== PROVIDED RECORDS ==
** START **
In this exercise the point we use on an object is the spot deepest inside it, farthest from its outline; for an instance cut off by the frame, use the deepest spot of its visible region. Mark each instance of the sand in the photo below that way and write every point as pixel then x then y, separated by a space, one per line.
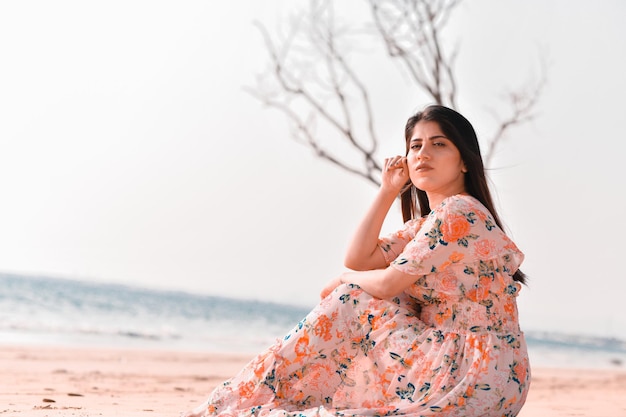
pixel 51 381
** END **
** START **
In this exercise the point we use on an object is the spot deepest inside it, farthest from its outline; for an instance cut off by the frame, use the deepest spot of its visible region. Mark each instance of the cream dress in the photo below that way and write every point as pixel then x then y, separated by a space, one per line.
** END **
** START **
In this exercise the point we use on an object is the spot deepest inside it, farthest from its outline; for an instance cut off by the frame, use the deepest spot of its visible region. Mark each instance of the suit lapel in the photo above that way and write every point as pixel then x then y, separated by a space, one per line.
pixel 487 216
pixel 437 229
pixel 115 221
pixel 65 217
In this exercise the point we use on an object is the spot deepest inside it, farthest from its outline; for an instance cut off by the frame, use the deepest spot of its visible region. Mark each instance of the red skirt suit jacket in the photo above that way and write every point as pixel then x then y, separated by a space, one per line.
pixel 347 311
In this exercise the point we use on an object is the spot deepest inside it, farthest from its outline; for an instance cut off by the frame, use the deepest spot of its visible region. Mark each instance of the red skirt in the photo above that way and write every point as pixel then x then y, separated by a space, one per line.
** END **
== PROBLEM TO SOLVE ==
Swap "frame" for "border" in the stretch from the line containing "of the suit" through the line containing "red skirt in", and give only those lines with everything else unchanged.

== FINISHED EXERCISE ==
In this exercise the point we use on an object is the spot deepest inside it, farthest from its outline; for an instance cut off by the border, use the deepest spot of its visible region. Mark each instance of the suit lapel in the photo above that way and write every point as pixel then x then y, separated by a space, one per line.
pixel 487 216
pixel 437 229
pixel 115 221
pixel 65 217
In this exercise the point we use on an object is the spot deepest inside it, farthest from its outline; for an instance cut off by the border, use the deepest spot of its visible region. Mark each instance of the red skirt suit jacket in the photo above that way and write every point as pixel then x then y, separated by a space, one per line.
pixel 347 311
In this exercise the point we use on an object is the spot deepest inside it, farthest from its outline; for an instance cut off by the border, use the deepest spot of its visible region. Mark each instance of the red skirt in the photo above that way and write every point as pixel then x then y, separated by a space, one per line.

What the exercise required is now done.